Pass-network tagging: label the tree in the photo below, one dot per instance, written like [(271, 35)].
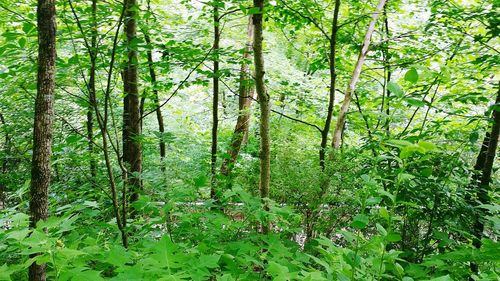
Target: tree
[(92, 91), (245, 97), (215, 98), (483, 186), (156, 99), (44, 114), (132, 150), (337, 134), (265, 106)]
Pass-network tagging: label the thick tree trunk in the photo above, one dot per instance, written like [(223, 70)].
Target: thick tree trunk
[(483, 188), (44, 112), (246, 93), (333, 79), (132, 150), (265, 108), (215, 101), (337, 135)]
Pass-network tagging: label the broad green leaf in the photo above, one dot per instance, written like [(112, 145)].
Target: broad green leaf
[(411, 75), (395, 89), (360, 221)]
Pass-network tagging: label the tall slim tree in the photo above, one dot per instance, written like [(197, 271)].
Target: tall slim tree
[(156, 99), (487, 157), (92, 91), (44, 112), (265, 106), (337, 135), (215, 98), (132, 150), (245, 92), (333, 79)]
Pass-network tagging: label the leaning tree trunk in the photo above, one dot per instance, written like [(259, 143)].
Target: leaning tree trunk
[(92, 91), (245, 97), (156, 99), (333, 79), (483, 186), (132, 150), (215, 101), (337, 135), (44, 112), (265, 108)]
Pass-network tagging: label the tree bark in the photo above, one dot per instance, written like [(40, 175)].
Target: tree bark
[(483, 188), (44, 112), (337, 135), (156, 99), (245, 97), (333, 79), (132, 150), (265, 108), (215, 101), (92, 91)]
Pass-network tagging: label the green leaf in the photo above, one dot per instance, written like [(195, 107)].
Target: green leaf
[(27, 27), (279, 272), (381, 229), (360, 221), (415, 102), (411, 75), (393, 237), (18, 234), (22, 42), (395, 89), (254, 11)]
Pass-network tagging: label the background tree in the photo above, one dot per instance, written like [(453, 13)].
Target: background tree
[(42, 128)]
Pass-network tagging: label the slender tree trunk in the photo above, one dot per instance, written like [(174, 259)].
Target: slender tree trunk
[(44, 112), (215, 101), (156, 99), (246, 93), (333, 79), (483, 188), (6, 148), (92, 91), (132, 150), (265, 108), (337, 135)]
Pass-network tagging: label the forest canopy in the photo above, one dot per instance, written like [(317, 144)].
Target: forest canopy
[(249, 140)]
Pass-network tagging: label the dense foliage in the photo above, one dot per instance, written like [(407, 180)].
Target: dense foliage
[(399, 200)]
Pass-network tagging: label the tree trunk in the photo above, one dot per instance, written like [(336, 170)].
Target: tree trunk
[(215, 100), (337, 135), (132, 150), (92, 91), (156, 99), (483, 187), (44, 112), (333, 78), (265, 108), (245, 97)]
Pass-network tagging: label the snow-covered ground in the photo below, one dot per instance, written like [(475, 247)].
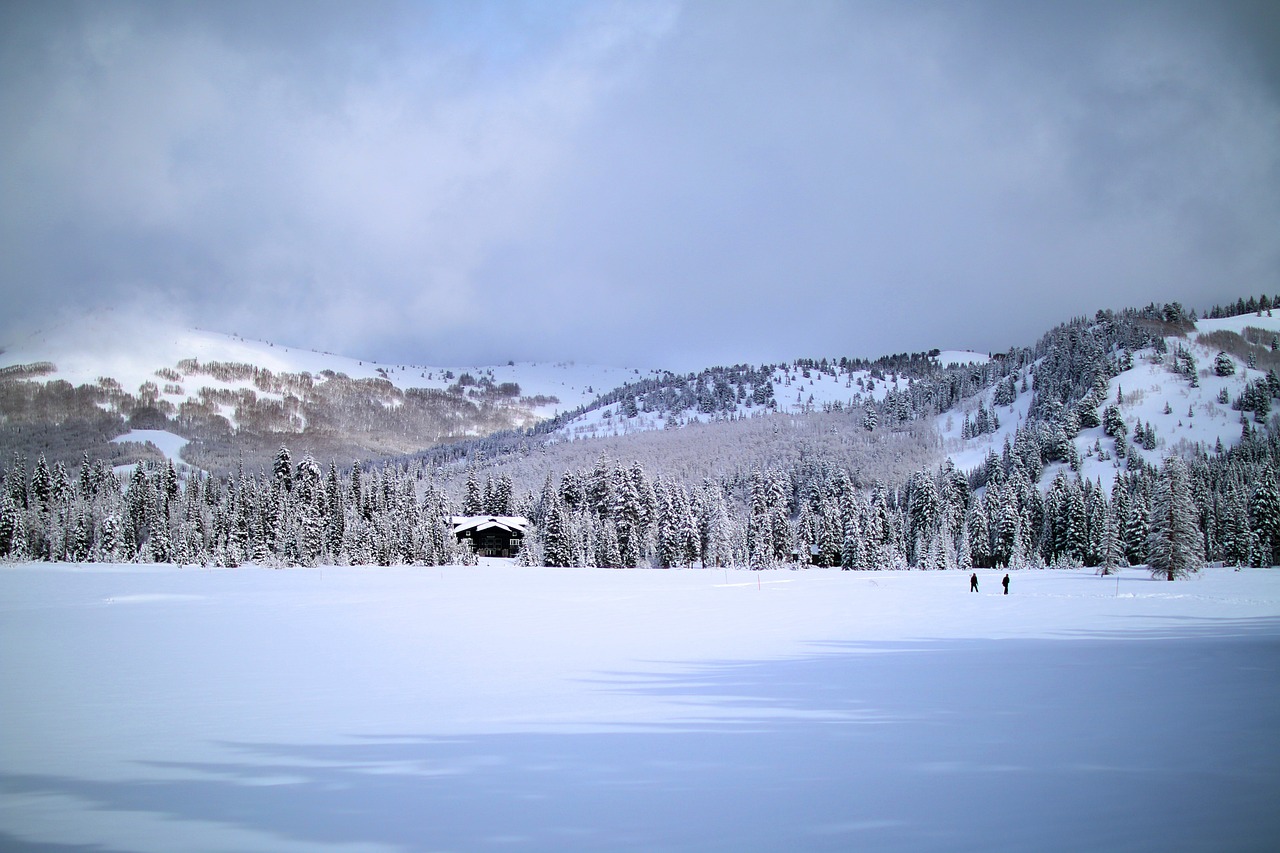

____

### Written task
Pull out every line of the records above that contains the word "forest", matching its case exactly.

### Task answer
Pass-network tagging: label the forest canopy in the photo above, one dot per instance, written like [(317, 144)].
Target: forest canopy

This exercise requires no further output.